--- RECORDS TO USE ---
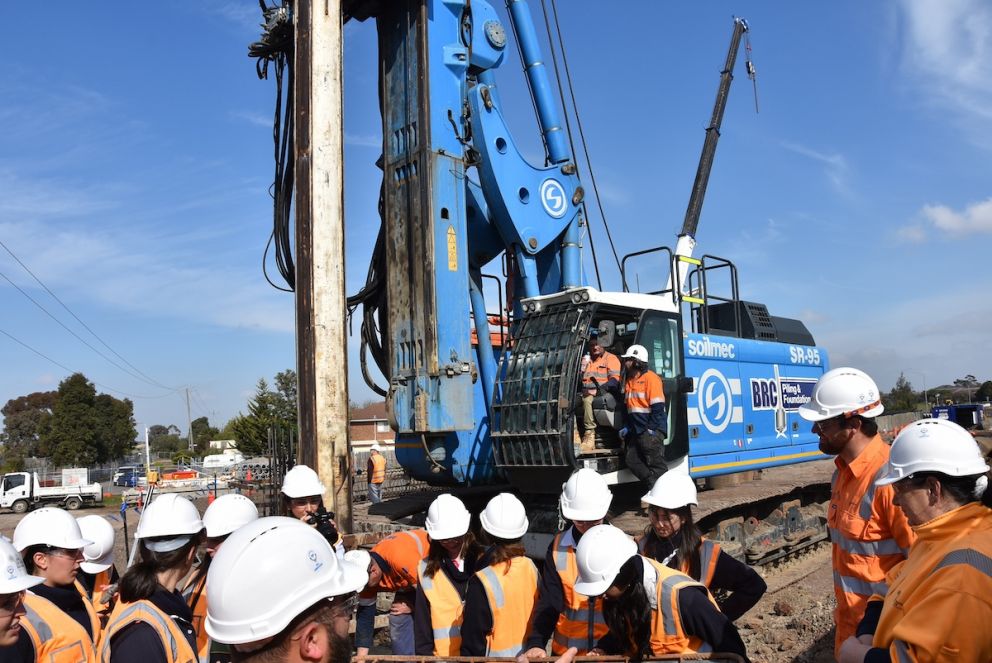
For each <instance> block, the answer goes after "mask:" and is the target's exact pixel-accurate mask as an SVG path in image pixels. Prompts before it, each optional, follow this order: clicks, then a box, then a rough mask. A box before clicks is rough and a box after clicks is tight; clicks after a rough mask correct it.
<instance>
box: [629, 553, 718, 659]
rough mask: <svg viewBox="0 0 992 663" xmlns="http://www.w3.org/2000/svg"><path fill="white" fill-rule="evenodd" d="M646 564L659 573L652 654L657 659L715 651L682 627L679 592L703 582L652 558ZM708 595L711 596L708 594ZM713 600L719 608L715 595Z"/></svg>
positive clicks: (653, 631)
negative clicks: (681, 654) (693, 635)
mask: <svg viewBox="0 0 992 663" xmlns="http://www.w3.org/2000/svg"><path fill="white" fill-rule="evenodd" d="M644 563H645V564H650V565H651V566H652V567H653V568H654V569H655V570H656V571H657V572H658V584H657V588H656V590H655V592H656V593H655V599H656V604H655V607H654V610H652V611H651V652H652V653H653V654H654V655H655V656H661V655H663V654H684V653H690V652H708V651H713V649H712V647H711V646H710V645H709V643H706V642H703V641H702V640H701V639H700V638H697V637H696V636H689V635H686V632H685V630H684V629H683V628H682V615H681V613H680V612H679V592H680V591H682V589H684V588H686V587H699V586H701V583H698V582H696V581H695V580H693V579H692V578H690V577H689V576H687V575H685V574H684V573H682V572H681V571H676V570H674V569H670V568H668V567H667V566H665V565H663V564H662V563H661V562H656V561H655V560H653V559H651V558H650V557H644ZM707 594H708V595H709V593H708V592H707ZM709 599H710V602H711V603H713V606H714V607H716V602H715V601H713V596H712V595H710V596H709ZM717 609H719V608H717Z"/></svg>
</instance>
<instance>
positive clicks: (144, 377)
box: [0, 240, 175, 391]
mask: <svg viewBox="0 0 992 663" xmlns="http://www.w3.org/2000/svg"><path fill="white" fill-rule="evenodd" d="M0 246H2V247H3V248H4V250H5V251H6V252H7V253H9V254H10V257H11V258H13V259H14V260H16V261H17V264H18V265H20V266H21V267H22V268H23V269H24V271H26V272H27V273H28V274H30V275H31V278H33V279H34V280H35V281H37V283H38V285H40V286H41V287H42V288H44V290H45V292H47V293H48V294H49V295H51V297H52V299H54V300H55V301H57V302H58V303H59V304H61V305H62V308H64V309H65V310H66V311H67V312H68V313H69V315H71V316H72V317H73V318H74V319H75V320H76V322H78V323H79V324H81V325H82V326H83V328H84V329H85V330H86V331H88V332H89V333H90V334H92V335H93V338H95V339H96V340H98V341H100V343H102V344H103V346H104V347H105V348H107V349H108V350H110V351H111V352H112V353H113V354H114V356H116V357H117V358H118V359H120V360H121V361H123V362H124V363H125V364H127V365H128V366H130V367H131V368H133V369H134V370H135V371H137V373H138V374H139V375H141V376H142V377H143V378H145V381H147V382H149V383H150V384H152V385H154V386H156V387H161V388H162V389H169V390H172V391H174V390H175V389H174V388H173V387H169V386H166V385H164V384H162V383H161V382H159V381H158V380H156V379H154V378H152V377H150V376H148V375H147V374H145V373H144V372H143V371H142V370H141V369H139V368H138V367H137V366H135V365H134V364H132V363H131V362H129V361H128V360H127V359H125V358H124V357H122V356H121V355H120V353H118V352H117V351H116V350H114V349H113V348H112V347H110V344H108V343H107V342H106V341H104V340H103V339H102V338H101V337H100V335H99V334H97V333H96V332H95V331H93V329H91V328H90V326H89V325H87V324H86V323H85V322H83V321H82V319H80V317H79V316H78V315H76V314H75V313H74V312H73V311H72V309H70V308H69V306H68V305H67V304H66V303H65V302H63V301H62V300H61V299H60V298H59V296H58V295H56V294H55V293H54V292H52V290H51V288H49V287H48V286H47V285H45V283H44V282H43V281H42V280H41V279H40V278H38V276H37V275H35V273H34V272H32V271H31V269H30V268H29V267H28V266H27V265H25V264H24V262H23V261H22V260H21V259H20V258H18V257H17V255H16V254H15V253H14V252H13V251H12V250H11V248H10V247H9V246H7V245H6V244H4V243H3V240H0ZM4 278H7V277H6V276H5V277H4ZM7 280H8V281H10V279H7ZM12 285H13V284H12ZM14 287H15V288H16V287H17V286H14ZM18 290H20V288H18ZM32 301H33V300H32ZM46 313H47V311H46ZM49 315H50V314H49ZM60 324H61V323H60ZM63 326H64V325H63ZM77 338H78V337H77ZM80 340H82V339H80ZM108 361H109V360H108ZM115 366H116V364H115ZM122 370H123V369H122Z"/></svg>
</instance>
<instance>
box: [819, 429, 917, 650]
mask: <svg viewBox="0 0 992 663" xmlns="http://www.w3.org/2000/svg"><path fill="white" fill-rule="evenodd" d="M888 460H889V446H888V445H887V444H885V442H883V441H882V438H881V437H880V436H878V435H876V436H875V437H874V438H872V440H871V442H870V443H869V444H868V446H867V447H865V448H864V450H863V451H862V452H861V453H860V454H859V455H858V457H857V458H855V459H854V460H853V461H852V462H851V463H850V464H847V463H845V462H844V461H843V460H842V459H841V458H839V457H838V458H836V459H834V463H835V464H836V465H837V470H836V471H835V472H834V476H833V479H832V480H831V482H830V483H831V488H830V507H829V510H828V513H827V527H828V528H829V530H830V541H831V543H832V544H833V545H832V548H833V552H832V555H833V571H834V595H835V596H836V598H837V608H836V609H835V611H834V623H835V624H836V625H837V631H836V638H835V640H834V653H835V654H838V655H839V652H840V645H841V643H842V642H844V640H846V639H847V638H848V637H850V636H852V635H854V634H855V631H856V630H857V627H858V622H860V621H861V618H862V617H863V616H864V614H865V607H866V605H867V603H868V598H869V597H871V596H872V595H875V594H877V595H879V596H885V592H886V585H885V574H886V573H887V572H888V571H889V570H890V569H891V568H892V567H894V566H895V565H896V564H898V563H899V562H901V561H902V560H904V559H905V558H906V555H907V553H908V552H909V548H910V546H911V545H912V543H913V541H914V540H915V538H916V535H915V534H913V531H912V529H911V528H910V526H909V523H908V522H907V521H906V516H905V514H904V513H903V512H902V509H900V508H899V507H897V506H896V505H895V504H893V503H892V496H893V492H892V486H875V480H876V479H878V478H879V477H880V476H881V474H882V472H883V471H884V469H883V468H884V466H885V464H886V463H887V462H888Z"/></svg>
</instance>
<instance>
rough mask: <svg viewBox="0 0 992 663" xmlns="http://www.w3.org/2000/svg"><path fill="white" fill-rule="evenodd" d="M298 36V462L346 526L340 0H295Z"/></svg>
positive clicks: (297, 62) (344, 352) (345, 295)
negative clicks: (299, 428)
mask: <svg viewBox="0 0 992 663" xmlns="http://www.w3.org/2000/svg"><path fill="white" fill-rule="evenodd" d="M295 34H296V44H295V51H294V75H295V90H294V95H295V104H296V117H295V123H296V136H295V141H296V155H295V156H296V201H295V205H296V357H297V368H298V376H299V413H300V431H299V457H298V461H299V462H301V463H305V464H307V465H310V466H311V467H314V468H315V469H316V470H317V474H319V475H320V478H321V481H322V482H323V483H324V485H325V486H327V490H328V492H327V494H325V495H324V503H325V504H326V505H327V506H328V508H329V509H330V508H331V505H332V504H333V511H334V513H335V515H336V519H337V523H338V527H339V528H341V529H342V530H343V531H345V532H350V531H352V520H351V470H352V468H351V465H352V462H351V443H350V440H349V439H348V351H347V333H346V332H347V327H346V319H345V299H346V295H345V289H344V274H345V272H344V125H343V117H342V116H343V114H344V111H343V104H342V98H343V85H342V76H343V70H342V59H343V57H342V56H343V33H342V17H341V0H321V1H320V2H311V1H310V0H297V1H296V3H295Z"/></svg>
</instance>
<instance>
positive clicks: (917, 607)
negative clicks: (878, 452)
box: [872, 502, 992, 663]
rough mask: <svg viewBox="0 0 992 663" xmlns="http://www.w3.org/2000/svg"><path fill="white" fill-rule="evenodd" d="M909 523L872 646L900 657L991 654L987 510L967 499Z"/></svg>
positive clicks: (893, 572)
mask: <svg viewBox="0 0 992 663" xmlns="http://www.w3.org/2000/svg"><path fill="white" fill-rule="evenodd" d="M914 529H915V531H916V534H917V536H918V537H919V538H918V539H917V540H916V543H915V544H913V548H912V549H911V550H910V552H909V559H908V560H906V561H905V562H903V563H902V564H900V565H899V566H897V567H896V568H894V569H893V570H892V571H891V572H890V573H889V576H888V584H889V592H888V594H887V595H886V596H885V604H884V606H883V607H882V615H881V617H880V618H879V621H878V627H877V628H876V630H875V636H874V639H873V641H872V644H873V646H875V647H884V648H887V649H888V650H889V655H890V657H891V659H892V660H893V661H900V663H904V662H907V661H914V662H916V661H919V662H922V661H962V662H963V661H976V662H977V661H992V626H990V625H992V510H990V509H988V508H986V507H984V506H982V505H980V504H978V503H977V502H972V503H971V504H966V505H965V506H962V507H959V508H957V509H955V510H953V511H950V512H948V513H945V514H944V515H942V516H940V517H938V518H935V519H933V520H931V521H930V522H928V523H924V524H923V525H919V526H917V527H916V528H914ZM873 598H876V597H873Z"/></svg>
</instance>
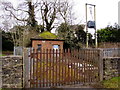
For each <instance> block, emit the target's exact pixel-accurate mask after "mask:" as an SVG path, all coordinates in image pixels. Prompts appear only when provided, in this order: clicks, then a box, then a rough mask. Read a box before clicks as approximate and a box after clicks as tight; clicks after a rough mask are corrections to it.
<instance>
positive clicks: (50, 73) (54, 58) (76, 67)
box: [29, 49, 102, 88]
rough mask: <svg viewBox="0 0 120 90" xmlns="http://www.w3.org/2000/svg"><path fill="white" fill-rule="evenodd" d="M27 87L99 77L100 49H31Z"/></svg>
mask: <svg viewBox="0 0 120 90" xmlns="http://www.w3.org/2000/svg"><path fill="white" fill-rule="evenodd" d="M29 58H30V62H29V68H30V69H29V72H30V74H29V75H30V80H29V83H30V87H34V88H38V87H53V86H61V85H67V84H86V83H88V84H89V83H95V82H98V81H100V79H101V73H102V71H100V68H101V67H102V64H101V63H100V62H101V53H100V50H99V49H79V50H70V49H67V50H52V49H44V50H40V51H37V50H31V51H30V55H29Z"/></svg>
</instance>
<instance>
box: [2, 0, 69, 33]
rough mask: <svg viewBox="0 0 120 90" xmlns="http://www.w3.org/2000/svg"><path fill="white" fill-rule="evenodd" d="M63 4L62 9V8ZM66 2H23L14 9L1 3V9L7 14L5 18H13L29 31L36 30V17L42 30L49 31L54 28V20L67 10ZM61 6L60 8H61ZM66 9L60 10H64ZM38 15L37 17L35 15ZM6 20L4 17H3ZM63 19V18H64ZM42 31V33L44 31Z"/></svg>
mask: <svg viewBox="0 0 120 90" xmlns="http://www.w3.org/2000/svg"><path fill="white" fill-rule="evenodd" d="M63 3H64V5H65V6H64V7H63V6H62V5H63ZM68 5H69V4H68V1H67V0H50V1H48V0H40V1H38V2H35V3H33V2H32V0H29V1H28V0H27V1H24V3H22V4H19V6H18V7H17V8H15V7H14V6H13V5H12V4H11V3H10V2H2V5H1V6H2V9H3V10H4V11H5V12H7V13H6V14H7V17H9V18H14V19H15V20H17V21H18V22H23V23H26V26H27V25H28V26H29V30H37V29H38V23H37V20H38V19H36V17H37V16H38V17H39V19H40V20H41V21H42V24H41V25H42V26H43V27H44V30H46V31H50V32H51V30H52V29H53V28H55V27H56V19H58V17H60V16H61V15H62V13H63V12H67V11H68V10H69V9H67V7H68ZM61 6H62V7H61ZM65 7H66V9H62V8H65ZM37 13H39V15H38V14H37ZM67 14H68V13H66V15H67ZM5 18H6V17H5ZM64 18H65V17H64ZM44 30H43V29H42V32H43V31H44Z"/></svg>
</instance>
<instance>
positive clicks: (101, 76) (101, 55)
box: [99, 49, 104, 81]
mask: <svg viewBox="0 0 120 90" xmlns="http://www.w3.org/2000/svg"><path fill="white" fill-rule="evenodd" d="M99 76H100V81H103V77H104V76H103V49H99Z"/></svg>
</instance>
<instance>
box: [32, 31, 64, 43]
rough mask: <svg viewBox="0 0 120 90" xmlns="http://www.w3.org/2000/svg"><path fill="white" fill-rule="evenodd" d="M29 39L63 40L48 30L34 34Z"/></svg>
mask: <svg viewBox="0 0 120 90" xmlns="http://www.w3.org/2000/svg"><path fill="white" fill-rule="evenodd" d="M31 40H54V41H56V40H57V41H64V40H63V39H62V38H59V37H58V36H57V35H55V34H53V33H51V32H49V31H44V32H43V33H41V34H39V35H37V36H34V37H32V38H31Z"/></svg>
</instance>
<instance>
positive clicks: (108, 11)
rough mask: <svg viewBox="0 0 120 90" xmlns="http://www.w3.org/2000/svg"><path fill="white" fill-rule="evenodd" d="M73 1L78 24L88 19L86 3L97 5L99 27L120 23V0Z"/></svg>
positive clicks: (97, 20)
mask: <svg viewBox="0 0 120 90" xmlns="http://www.w3.org/2000/svg"><path fill="white" fill-rule="evenodd" d="M8 1H11V2H12V3H13V4H14V5H17V4H18V1H19V0H8ZM21 1H22V0H21ZM70 1H71V0H70ZM72 1H73V2H74V3H73V4H74V6H73V11H74V13H75V17H77V20H75V23H76V24H80V23H85V20H86V18H85V3H88V4H94V5H96V25H97V26H96V27H97V29H100V28H104V27H106V26H107V25H108V24H110V25H113V24H114V23H118V2H119V1H120V0H72ZM92 12H93V9H92ZM93 14H94V13H93ZM92 16H93V15H92ZM92 16H91V14H90V9H89V6H88V20H92ZM90 32H91V31H90Z"/></svg>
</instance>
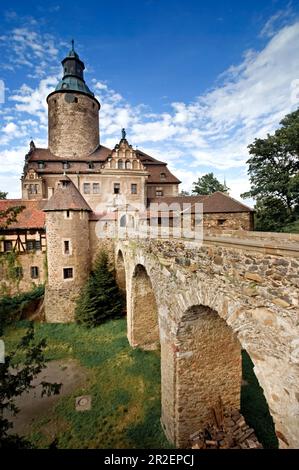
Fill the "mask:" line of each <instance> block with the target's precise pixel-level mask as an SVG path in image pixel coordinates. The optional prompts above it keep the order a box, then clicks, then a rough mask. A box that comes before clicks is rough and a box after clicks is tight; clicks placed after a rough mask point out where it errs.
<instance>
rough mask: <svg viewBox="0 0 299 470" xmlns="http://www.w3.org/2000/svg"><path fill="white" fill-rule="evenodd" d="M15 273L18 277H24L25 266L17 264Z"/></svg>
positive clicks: (17, 276) (15, 267)
mask: <svg viewBox="0 0 299 470" xmlns="http://www.w3.org/2000/svg"><path fill="white" fill-rule="evenodd" d="M14 273H15V277H16V279H22V277H23V268H22V267H21V266H16V267H15V268H14Z"/></svg>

--- THE TASK ---
Copy the records word for word, from their start up to and including the line containing "box: [629, 553, 718, 659]", omitting the picture.

--- WRITTEN RESPONSE ---
For each <instance> block, the answer goes after "mask:" and is the target's exact pixel-accurate mask as an SVG path in image pixels. Prompts before it, each optional, follow this order: clicks, then a box, then a rough mask. A box before clicks is rough and a box after clicks is tight; clicks after a rough mask correct it.
<instance>
box: [629, 553, 718, 659]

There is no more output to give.